Scan the material below for the string "church". Report every line that has it.
** RECORDS FOR THIS EXERCISE follows **
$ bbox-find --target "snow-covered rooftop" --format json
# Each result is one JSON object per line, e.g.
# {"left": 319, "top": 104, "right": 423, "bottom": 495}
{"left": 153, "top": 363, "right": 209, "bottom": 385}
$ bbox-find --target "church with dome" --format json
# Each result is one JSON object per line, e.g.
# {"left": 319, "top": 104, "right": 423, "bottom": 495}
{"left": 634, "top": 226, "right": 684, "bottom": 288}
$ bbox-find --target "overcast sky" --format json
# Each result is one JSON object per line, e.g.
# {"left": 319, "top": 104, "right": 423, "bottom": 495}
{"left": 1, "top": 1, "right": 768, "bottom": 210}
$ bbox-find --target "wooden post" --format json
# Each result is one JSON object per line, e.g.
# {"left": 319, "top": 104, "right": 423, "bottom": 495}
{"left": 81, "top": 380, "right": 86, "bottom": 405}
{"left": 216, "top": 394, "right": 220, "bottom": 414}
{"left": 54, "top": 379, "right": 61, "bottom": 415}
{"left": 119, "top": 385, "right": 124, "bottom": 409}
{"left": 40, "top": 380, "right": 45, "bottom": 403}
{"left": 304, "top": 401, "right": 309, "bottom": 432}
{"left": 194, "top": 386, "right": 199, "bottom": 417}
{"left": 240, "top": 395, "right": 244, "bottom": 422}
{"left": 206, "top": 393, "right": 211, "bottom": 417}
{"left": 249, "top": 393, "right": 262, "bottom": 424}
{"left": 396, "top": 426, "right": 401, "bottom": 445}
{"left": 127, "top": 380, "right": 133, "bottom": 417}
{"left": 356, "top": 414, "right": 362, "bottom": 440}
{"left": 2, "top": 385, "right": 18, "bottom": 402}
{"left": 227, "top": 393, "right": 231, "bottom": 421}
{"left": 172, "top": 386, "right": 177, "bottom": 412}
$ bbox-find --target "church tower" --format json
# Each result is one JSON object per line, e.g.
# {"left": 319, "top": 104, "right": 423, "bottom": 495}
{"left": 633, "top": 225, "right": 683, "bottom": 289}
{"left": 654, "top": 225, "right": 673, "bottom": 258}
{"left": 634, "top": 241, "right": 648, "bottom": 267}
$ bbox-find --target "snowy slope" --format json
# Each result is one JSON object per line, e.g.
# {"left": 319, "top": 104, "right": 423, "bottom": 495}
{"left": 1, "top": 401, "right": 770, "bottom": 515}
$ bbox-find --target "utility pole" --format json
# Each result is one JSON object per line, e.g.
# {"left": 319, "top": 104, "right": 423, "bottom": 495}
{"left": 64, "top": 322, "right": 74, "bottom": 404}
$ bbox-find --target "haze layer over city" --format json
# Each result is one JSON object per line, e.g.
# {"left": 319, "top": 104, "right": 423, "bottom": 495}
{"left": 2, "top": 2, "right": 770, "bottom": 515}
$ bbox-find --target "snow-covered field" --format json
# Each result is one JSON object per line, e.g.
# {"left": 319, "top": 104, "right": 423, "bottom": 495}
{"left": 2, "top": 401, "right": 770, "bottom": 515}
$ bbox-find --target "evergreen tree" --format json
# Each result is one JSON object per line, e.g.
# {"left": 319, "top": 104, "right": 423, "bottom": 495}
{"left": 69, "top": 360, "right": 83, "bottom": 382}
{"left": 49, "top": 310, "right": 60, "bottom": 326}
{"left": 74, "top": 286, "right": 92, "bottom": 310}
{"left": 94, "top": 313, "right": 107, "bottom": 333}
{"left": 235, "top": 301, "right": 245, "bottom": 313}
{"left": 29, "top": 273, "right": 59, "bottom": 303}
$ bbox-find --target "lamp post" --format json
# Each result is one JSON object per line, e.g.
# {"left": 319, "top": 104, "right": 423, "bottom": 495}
** End of RECORDS FOR THIS EXERCISE **
> _ANSWER BELOW_:
$ bbox-find --target "church with dome" --format json
$ bbox-find --target "church tower" --format json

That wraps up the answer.